**WHAT IS EXPECTED**.
Scan the material for the word "query" and return every matching line.

**MATERIAL PROVIDED**.
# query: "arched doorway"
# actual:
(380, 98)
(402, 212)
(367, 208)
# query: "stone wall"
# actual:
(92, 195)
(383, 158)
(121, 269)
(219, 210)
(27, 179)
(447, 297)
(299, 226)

**ANSWER SPACE**.
# query: "arched doorway"
# query: "stone wall"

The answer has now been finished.